▸ WORK INSTRUCTIONS: The required result is an exact copy of the material from the line with "garland with white" through its final line, both ends included.

=== Section Start ===

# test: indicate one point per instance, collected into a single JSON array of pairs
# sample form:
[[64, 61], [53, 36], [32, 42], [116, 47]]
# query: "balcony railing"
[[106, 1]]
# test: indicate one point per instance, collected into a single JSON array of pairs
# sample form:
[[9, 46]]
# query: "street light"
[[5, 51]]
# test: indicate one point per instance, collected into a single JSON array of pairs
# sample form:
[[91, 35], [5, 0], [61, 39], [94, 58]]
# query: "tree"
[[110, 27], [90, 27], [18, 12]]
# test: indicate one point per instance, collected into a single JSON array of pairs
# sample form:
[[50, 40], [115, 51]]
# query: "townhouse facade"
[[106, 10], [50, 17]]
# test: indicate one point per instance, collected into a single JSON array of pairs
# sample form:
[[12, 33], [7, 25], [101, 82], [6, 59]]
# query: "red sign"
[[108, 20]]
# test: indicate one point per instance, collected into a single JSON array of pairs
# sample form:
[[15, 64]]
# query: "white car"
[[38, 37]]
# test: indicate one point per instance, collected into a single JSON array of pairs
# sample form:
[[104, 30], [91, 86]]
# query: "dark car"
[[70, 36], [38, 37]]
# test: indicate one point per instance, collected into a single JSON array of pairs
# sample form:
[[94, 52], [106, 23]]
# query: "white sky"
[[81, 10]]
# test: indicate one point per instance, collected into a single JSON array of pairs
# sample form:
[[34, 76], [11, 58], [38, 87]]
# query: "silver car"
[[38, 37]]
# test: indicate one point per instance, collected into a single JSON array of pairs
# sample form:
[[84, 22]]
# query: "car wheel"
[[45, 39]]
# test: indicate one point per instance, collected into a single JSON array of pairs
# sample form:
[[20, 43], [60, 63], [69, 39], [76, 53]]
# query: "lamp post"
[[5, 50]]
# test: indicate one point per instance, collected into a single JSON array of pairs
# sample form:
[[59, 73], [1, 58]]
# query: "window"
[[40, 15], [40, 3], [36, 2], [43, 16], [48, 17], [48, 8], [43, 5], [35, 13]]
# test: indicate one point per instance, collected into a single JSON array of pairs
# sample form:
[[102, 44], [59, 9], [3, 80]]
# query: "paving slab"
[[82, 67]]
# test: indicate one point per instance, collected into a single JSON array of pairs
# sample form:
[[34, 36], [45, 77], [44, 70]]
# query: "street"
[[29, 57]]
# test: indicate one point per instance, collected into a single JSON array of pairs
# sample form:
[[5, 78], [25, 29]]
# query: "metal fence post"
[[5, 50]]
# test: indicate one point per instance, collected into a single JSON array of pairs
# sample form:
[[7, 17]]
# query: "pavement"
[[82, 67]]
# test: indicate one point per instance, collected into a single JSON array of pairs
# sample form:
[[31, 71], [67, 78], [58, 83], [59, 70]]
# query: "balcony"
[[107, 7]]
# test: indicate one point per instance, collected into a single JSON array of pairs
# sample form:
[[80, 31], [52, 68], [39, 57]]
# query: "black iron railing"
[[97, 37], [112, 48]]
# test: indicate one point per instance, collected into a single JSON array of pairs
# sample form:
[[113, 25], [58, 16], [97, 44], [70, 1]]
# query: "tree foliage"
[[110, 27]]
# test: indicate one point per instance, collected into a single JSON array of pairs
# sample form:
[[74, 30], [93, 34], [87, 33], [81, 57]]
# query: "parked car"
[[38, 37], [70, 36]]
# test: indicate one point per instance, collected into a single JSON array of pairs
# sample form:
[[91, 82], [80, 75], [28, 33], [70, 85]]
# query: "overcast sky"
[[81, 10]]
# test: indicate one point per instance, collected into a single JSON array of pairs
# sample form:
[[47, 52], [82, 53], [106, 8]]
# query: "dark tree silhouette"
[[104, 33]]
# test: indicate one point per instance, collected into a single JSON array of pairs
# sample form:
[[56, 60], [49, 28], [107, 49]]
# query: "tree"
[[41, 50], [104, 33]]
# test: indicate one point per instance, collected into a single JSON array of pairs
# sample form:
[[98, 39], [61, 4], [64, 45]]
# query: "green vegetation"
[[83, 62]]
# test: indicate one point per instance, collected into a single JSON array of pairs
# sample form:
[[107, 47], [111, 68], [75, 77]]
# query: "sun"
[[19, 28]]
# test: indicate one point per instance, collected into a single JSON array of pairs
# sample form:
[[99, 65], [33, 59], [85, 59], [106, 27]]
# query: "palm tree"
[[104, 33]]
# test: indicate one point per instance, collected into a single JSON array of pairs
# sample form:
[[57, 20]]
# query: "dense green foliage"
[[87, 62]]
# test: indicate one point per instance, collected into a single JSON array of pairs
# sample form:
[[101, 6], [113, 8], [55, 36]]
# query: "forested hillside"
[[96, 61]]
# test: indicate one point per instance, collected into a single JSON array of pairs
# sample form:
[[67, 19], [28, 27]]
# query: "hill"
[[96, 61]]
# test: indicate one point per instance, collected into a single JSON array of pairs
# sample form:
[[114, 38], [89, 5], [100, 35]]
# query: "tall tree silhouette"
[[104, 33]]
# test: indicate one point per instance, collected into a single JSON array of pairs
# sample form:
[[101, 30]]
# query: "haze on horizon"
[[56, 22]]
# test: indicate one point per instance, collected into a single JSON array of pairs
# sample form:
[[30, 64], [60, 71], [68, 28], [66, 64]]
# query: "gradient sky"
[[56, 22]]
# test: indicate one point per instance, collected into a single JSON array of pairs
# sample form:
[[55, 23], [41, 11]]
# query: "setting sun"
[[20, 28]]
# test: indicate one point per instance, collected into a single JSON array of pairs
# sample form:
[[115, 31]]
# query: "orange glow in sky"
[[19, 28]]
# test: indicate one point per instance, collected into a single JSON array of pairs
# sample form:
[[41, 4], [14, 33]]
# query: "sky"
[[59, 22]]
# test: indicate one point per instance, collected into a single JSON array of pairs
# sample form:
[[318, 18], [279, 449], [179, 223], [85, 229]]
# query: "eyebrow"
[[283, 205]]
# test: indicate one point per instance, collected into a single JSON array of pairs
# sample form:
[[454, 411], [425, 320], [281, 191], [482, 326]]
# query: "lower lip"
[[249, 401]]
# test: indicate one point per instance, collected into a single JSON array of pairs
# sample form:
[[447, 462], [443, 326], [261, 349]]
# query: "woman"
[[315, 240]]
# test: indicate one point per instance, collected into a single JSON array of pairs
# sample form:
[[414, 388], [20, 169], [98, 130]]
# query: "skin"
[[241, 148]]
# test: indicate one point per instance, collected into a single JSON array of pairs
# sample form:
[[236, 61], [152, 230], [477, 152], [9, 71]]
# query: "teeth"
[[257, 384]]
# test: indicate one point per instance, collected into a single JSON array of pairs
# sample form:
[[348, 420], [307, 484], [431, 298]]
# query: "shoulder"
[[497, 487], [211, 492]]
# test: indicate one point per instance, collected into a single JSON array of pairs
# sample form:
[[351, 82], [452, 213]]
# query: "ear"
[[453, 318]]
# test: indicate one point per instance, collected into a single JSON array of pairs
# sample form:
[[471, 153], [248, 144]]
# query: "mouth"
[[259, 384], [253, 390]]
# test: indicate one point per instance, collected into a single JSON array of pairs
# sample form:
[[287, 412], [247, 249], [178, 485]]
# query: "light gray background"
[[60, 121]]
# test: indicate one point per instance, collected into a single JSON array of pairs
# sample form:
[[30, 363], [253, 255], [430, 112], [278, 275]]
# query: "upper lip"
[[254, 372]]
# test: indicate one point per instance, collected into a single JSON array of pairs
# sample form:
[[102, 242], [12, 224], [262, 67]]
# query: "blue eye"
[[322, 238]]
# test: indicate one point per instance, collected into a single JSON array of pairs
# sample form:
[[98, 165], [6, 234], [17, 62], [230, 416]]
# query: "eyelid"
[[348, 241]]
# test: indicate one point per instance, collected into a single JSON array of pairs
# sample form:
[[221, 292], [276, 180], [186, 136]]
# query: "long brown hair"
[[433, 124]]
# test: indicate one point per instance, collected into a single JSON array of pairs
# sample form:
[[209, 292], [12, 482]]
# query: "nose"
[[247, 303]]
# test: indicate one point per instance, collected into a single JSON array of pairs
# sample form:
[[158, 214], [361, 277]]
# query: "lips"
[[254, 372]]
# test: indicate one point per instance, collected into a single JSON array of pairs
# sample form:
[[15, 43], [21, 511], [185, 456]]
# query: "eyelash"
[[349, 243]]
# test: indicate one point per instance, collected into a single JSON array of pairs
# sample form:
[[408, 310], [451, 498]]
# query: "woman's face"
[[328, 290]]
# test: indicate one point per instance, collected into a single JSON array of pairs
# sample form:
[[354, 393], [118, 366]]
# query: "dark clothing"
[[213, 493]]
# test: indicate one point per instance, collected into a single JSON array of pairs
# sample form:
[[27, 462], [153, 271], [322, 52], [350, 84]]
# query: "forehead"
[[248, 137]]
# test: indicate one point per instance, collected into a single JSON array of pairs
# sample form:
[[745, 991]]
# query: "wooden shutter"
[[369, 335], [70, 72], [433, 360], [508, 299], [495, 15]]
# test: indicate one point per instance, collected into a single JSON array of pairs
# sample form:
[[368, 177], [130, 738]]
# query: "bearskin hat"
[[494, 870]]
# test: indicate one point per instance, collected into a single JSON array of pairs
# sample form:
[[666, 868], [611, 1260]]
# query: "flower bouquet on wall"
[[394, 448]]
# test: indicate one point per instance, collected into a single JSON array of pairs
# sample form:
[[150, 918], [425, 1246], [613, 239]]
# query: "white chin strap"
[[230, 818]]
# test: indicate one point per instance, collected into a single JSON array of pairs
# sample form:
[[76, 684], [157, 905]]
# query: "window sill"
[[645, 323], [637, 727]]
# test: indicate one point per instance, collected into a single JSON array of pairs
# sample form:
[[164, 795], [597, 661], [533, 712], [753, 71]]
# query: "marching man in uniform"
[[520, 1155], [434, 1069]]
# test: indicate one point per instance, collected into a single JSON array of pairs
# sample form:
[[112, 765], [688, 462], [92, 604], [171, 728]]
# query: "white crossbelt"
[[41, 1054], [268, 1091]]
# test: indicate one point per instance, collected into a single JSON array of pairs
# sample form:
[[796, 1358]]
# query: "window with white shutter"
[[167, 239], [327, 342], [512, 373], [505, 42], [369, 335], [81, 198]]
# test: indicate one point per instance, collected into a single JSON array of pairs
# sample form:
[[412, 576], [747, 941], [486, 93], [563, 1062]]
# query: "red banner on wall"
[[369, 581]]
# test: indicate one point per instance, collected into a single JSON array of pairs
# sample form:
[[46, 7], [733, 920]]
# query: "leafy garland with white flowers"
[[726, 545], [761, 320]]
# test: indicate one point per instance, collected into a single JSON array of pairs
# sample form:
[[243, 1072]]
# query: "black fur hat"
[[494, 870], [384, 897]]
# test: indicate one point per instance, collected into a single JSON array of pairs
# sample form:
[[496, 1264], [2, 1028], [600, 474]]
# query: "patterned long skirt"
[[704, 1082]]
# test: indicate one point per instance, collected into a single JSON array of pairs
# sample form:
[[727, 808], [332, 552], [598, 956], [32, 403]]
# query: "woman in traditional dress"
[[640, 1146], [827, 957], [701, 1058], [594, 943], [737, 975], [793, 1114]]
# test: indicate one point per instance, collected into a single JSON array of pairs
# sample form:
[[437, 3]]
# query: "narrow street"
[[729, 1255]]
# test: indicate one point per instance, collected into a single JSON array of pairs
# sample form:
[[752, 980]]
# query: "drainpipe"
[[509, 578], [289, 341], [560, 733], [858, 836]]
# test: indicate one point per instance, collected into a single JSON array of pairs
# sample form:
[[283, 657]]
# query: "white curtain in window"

=== Section End ===

▸ REPLY TO THE EXERCISE:
# query: "leafy garland with white flowers"
[[726, 545], [761, 320]]
# test: indicate one point per instance, collected into a single JSON array of pairs
# sample form:
[[243, 1072]]
# query: "black fur hat"
[[494, 870], [384, 897]]
# test: indicate one point per instance, collected into a single JSON array of pairs
# sample form:
[[496, 1264], [2, 1028], [600, 474]]
# query: "patterned long skirt"
[[704, 1082]]
# test: indicate one point per instance, collected into a single JSON array of pairs
# sample form:
[[727, 808], [332, 552], [598, 956], [32, 403]]
# query: "woman in traditional dress"
[[640, 1146], [827, 957], [701, 1058], [594, 943], [737, 975], [793, 1114]]
# test: indicate one point per instance, collected into a single JSON array of pairs
# sample form:
[[437, 3]]
# query: "narrow street"
[[729, 1255]]
# test: indicate one point per instance, collected into a single JSON array of pairs
# sample form:
[[752, 980]]
# query: "drainpipe"
[[509, 578], [289, 341], [560, 733], [858, 836]]
# test: indicate one point per instance, collected into a single JSON array of pairs
# sample form:
[[283, 657]]
# query: "white curtain in window"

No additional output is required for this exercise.